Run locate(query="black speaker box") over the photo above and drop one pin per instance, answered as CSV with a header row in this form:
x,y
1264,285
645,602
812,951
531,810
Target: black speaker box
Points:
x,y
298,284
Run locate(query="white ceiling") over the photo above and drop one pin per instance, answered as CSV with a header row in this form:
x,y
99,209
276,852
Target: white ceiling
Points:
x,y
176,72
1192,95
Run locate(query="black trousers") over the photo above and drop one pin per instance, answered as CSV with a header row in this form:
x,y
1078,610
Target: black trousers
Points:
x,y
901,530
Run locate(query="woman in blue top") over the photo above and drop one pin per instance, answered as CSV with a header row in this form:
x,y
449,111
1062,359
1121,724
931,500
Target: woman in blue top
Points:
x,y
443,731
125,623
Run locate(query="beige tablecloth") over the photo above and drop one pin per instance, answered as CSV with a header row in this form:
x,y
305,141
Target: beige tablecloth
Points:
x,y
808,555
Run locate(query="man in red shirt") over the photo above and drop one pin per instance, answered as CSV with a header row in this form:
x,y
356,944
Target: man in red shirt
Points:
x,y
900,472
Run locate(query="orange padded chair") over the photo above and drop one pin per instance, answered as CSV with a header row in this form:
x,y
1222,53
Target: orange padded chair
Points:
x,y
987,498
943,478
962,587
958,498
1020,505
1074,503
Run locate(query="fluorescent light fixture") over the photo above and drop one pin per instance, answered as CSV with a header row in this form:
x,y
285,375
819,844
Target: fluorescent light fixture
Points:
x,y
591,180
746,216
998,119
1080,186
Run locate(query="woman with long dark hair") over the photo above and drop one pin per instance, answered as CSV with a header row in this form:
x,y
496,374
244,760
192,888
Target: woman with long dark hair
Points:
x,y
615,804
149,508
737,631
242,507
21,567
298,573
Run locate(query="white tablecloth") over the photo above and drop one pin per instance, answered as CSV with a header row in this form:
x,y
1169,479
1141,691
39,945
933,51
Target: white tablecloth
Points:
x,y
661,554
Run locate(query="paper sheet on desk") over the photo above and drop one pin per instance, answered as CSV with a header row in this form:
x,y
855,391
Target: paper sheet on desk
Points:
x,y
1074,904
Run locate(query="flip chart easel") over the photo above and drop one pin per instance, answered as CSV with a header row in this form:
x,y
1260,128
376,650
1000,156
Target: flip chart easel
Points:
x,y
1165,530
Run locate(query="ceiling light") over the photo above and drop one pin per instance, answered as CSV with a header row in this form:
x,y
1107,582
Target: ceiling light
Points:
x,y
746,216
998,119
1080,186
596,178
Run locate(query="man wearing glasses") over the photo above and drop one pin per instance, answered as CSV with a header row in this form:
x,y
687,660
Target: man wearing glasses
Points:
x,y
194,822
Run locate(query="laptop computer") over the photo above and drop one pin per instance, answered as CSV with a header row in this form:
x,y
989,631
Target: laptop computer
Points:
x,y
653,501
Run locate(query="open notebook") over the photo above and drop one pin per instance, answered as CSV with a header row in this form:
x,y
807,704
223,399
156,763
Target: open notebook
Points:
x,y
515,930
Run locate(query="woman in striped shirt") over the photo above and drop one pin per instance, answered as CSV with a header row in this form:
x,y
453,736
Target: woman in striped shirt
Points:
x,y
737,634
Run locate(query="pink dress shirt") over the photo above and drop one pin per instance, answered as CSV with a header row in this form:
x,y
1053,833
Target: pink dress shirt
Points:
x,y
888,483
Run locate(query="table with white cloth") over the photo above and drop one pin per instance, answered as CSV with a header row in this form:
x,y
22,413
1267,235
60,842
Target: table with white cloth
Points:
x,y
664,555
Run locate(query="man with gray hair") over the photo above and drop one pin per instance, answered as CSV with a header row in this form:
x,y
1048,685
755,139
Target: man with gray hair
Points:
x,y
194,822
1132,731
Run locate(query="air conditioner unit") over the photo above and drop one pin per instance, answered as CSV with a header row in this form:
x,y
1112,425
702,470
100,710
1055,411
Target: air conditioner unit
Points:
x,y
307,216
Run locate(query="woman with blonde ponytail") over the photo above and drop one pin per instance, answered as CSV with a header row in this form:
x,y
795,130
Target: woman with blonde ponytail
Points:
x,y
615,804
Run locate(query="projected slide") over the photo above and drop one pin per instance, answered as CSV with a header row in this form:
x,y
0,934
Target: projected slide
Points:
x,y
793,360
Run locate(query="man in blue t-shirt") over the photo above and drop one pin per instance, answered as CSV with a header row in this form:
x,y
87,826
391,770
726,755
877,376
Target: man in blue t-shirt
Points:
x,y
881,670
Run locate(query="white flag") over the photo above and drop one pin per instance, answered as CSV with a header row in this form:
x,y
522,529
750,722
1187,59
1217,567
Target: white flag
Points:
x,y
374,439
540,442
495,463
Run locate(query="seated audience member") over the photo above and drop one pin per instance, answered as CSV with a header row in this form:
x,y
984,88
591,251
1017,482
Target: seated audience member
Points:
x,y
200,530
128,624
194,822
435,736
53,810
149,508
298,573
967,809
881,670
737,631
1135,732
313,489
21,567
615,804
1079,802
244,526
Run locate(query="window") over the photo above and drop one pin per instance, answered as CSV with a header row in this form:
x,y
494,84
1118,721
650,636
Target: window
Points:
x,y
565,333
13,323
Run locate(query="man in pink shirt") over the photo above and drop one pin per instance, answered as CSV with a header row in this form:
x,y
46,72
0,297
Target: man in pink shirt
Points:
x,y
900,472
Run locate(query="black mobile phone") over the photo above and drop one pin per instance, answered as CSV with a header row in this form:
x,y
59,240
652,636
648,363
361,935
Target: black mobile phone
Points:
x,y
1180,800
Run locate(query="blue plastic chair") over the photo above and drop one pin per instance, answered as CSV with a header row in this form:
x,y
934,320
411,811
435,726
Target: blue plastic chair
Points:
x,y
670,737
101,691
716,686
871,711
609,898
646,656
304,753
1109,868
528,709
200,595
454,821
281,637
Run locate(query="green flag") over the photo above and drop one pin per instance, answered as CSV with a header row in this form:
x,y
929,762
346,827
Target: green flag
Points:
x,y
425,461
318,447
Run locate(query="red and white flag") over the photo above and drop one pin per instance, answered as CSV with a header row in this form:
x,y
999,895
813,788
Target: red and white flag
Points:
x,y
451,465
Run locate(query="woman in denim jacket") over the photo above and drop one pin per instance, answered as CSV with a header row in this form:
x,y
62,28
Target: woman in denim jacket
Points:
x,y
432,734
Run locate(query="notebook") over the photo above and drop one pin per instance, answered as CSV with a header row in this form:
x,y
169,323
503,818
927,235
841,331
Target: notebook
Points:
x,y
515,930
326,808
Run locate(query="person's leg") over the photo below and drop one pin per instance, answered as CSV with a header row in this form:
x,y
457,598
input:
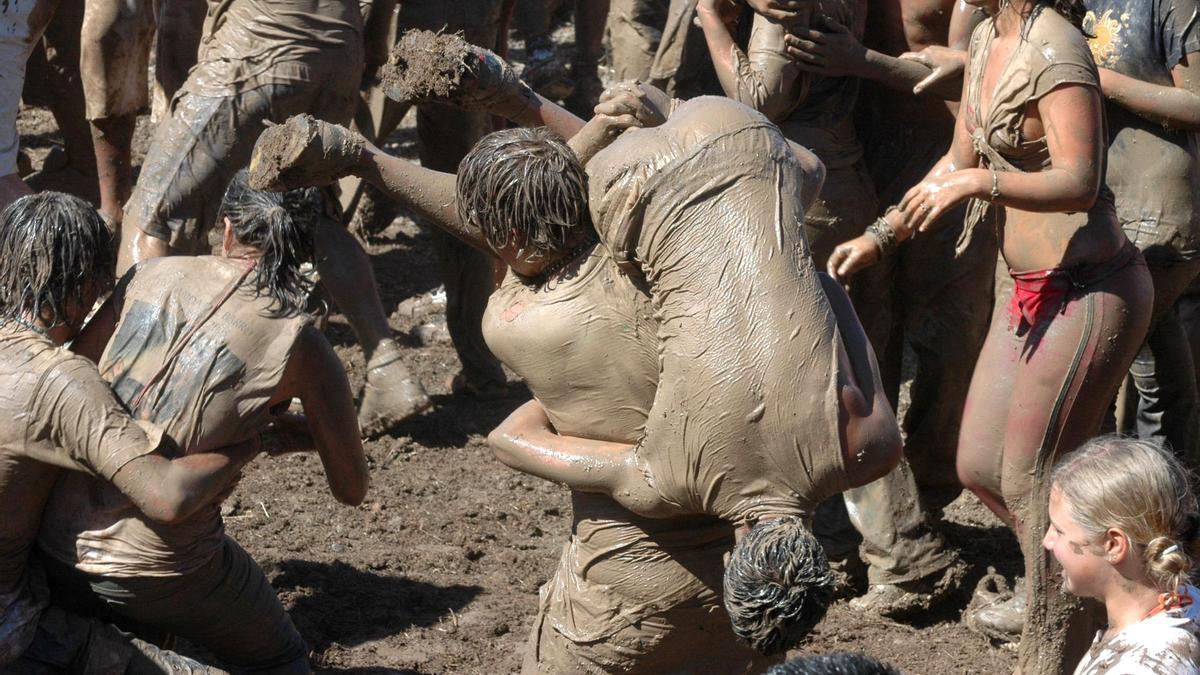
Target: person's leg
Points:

■ ■ ■ ■ ■

▶ [WORK REQUEST]
Copy out the material exactly as it stands, though no picture should appear in the copy.

▶ [RESPONSE FOR THIS EXERCISE]
Run locate(query="black speaker box") over the photo above and drop one pin per instance, answered as CSV with a header row in this form:
x,y
1264,285
645,602
812,951
531,810
Target: black speaker box
Points:
x,y
298,284
Run locate(query="white ceiling") over the photo above and drop one pin per instance, answered as CSV with a header row in this form:
x,y
99,209
276,852
Target: white ceiling
Points:
x,y
176,72
1192,95
Run locate(query="black trousers") over the photo above and drop one pin per instance, answered as CSV with a header row in this form:
x,y
1078,610
Target: black trousers
Points:
x,y
901,530
Run locate(query="woman in blue top") over the photo above and drop one pin per instance, answered as CSV with a header row in this form:
x,y
449,111
1062,359
1121,724
931,500
Target: woman in blue top
Points:
x,y
443,731
125,623
Run locate(query="beige tablecloth") over the photo above and drop one pin per instance, answered as CSV with a header row in this form:
x,y
305,141
Target: beige tablecloth
Points:
x,y
808,555
Run locate(query="man in red shirt") over the photo above and drop one pin per instance, answered as CSV with a header row in this form:
x,y
356,944
Target: man in red shirt
Points:
x,y
900,472
Run locate(query="orange padded chair") over the photo above and drop one pin per instance, answered as CSV with a header row in this form:
x,y
1222,53
Target: orange padded chair
Points:
x,y
987,498
943,478
962,587
958,498
1020,505
1074,503
Run locate(query="fluorescent light fixture") over the photo above and drop one pin per instance, answered as CSV with a header row in this form:
x,y
285,375
819,844
Target: fluorescent light fixture
Points:
x,y
591,180
746,216
998,119
1080,186
Run locate(query="woman with long dark hair") over the photo above and drop one pin per instance, answered as CSV with a header row in this form:
x,y
496,374
244,760
192,888
Target: woman with long dark hair
Points:
x,y
615,804
149,508
737,631
242,507
21,567
298,573
Run locate(query="white tablecloth") over the photo above and drop one pin per instance, answered as CSV with a header row in this form:
x,y
1169,479
1141,691
39,945
933,51
Target: white tablecloth
Points:
x,y
661,554
Run locate(query="paper sheet on desk") over the photo above and drop one pin per instance, answered as CSV with a header row in this form:
x,y
855,391
Target: paper sheet on desk
Points:
x,y
1074,904
Run locate(query="flip chart easel") over the photo above and drop one pin per instance, answered as CSV with a header row in this form:
x,y
1260,128
376,650
1000,156
Target: flip chart easel
Points:
x,y
1165,530
Run locate(query="ceiling light") over the photo above and drop one pin per instance, answered as CSV with a header row in this form:
x,y
1107,582
Target: ceiling light
Points:
x,y
746,216
998,119
1080,186
596,178
Run locate(query="man wearing glasses") over the photo above and drop one pin per instance, answered as CSV with a header row in this form:
x,y
687,660
Target: man wearing glasses
Points:
x,y
194,822
Run locate(query="laptop computer") over the photo above and drop one pin per instance, answered as CSV with a header row in this form:
x,y
989,631
Target: laptop computer
Points:
x,y
653,501
Run locate(query="open notebook") over the photo above and drop one pin per instance, answered as CSV with a header row in this form:
x,y
807,704
223,399
156,763
Target: open notebook
Points:
x,y
515,930
Run locate(query="woman in striped shirt") over the photo above and drop one pin per instance, answered as CSV with a header row in this form:
x,y
453,736
Target: woman in striped shirt
Points:
x,y
737,634
Run locate(query="pink dress shirt") over the photo above and drop one pin per instance, answered as CSV with a header row in this form:
x,y
1053,833
Target: pink dress shirt
Points:
x,y
888,483
Run locate(query="table with white cloth") over the photo above and drop one pin per instance, answered as CSV with a header row in this form:
x,y
22,413
1267,235
60,842
Target: table with white cloth
Points:
x,y
664,555
Run locate(query="man with gray hair") over the photo above and drop one pin per instance, answered as CSV with a header row in this form:
x,y
1048,685
755,139
Target: man with gray hair
Points:
x,y
194,822
1132,731
Run locate(query="air conditioner unit") over the photo above and drop one pin per instance, answered as CSV with a header row in this form:
x,y
1112,425
702,470
100,710
1055,411
Target: air conditioner unit
Points:
x,y
307,216
Run locate(query="woman with blonde ponytail") over the photo above and drop one pin per instance, answered as CSV with a header row in this form:
x,y
795,130
Target: woman with blonde ponytail
Points:
x,y
615,804
Run locate(query="projected slide") over the photo above and drop one pin per instance, answered as CSV with a header row in this form:
x,y
0,934
Target: projected slide
Points:
x,y
793,360
Run locate(query="man in blue t-shirt") over the photo above and drop one pin per instance, answered as CSV with a header row in this form:
x,y
87,826
391,770
726,755
877,376
Target: man in blue t-shirt
Points:
x,y
881,670
Run locate(query="white flag") over the photo above and drop one pin per instance, answered as CSV with a header row in this form:
x,y
522,529
750,722
1187,59
1217,567
Target: white flag
Points:
x,y
374,439
540,442
495,463
Run locate(query="seated audience member") over the photo above and drop one pin per instance, answered as CSV with a header row in this form:
x,y
984,88
591,251
1017,482
Target: seated audience member
Points:
x,y
200,530
128,624
194,822
435,736
53,810
149,508
298,573
967,809
881,670
737,631
1135,732
313,489
21,567
615,804
1079,802
244,526
Run locate(query="window") over the photo above and drop one pin per instance, answered as CSV with a header row in this form:
x,y
494,84
1118,721
650,636
Target: window
Points:
x,y
565,333
13,323
Run locate(query="man in pink shirt") over the photo above and drop one pin per instance, answered as CSV with a header row in this form:
x,y
46,72
0,297
Target: man in pink shirt
Points:
x,y
900,472
Run locate(query="black mobile phone") over the photo above and drop one pin per instance, answered as CSV with a header row in this form:
x,y
59,240
652,636
648,363
361,935
Target: black mobile phone
Points:
x,y
1180,800
Run locate(query="blue plastic chair") over the photo above and drop one pin per instance, answered as CSV with a header row in this form:
x,y
934,320
411,811
435,726
Target: blue plastic chair
Points:
x,y
670,737
101,691
716,686
871,711
609,898
646,656
304,753
1109,868
528,709
200,595
454,821
281,637
Run locate(query="green flag") over the photo above and drop one pin per instance, answered as CSV with a header row in this form:
x,y
929,762
346,827
Target: green flag
Points:
x,y
425,461
318,447
Run locate(query="red and white flag") over the photo above and drop one pin per instance, answered as CSV with a header row in this form:
x,y
999,895
813,788
Target: red and white flag
Points:
x,y
451,465
Run locate(query="woman in denim jacket") over the photo above and drop one pin per instance, answered as CSV with a header row in this form:
x,y
62,28
Target: woman in denim jacket
Points:
x,y
432,734
Run locate(query="notebook") over the photo above and drop one pin per instance, answered as CSV with a header row in this form:
x,y
169,323
503,818
927,235
841,331
Target: notebook
Points:
x,y
515,930
326,808
Run locate(query="person's leg") over the photo below and drop one pin per instance, answered as CSV with a header row in this form:
x,y
457,598
input:
Target: person's leg
Points:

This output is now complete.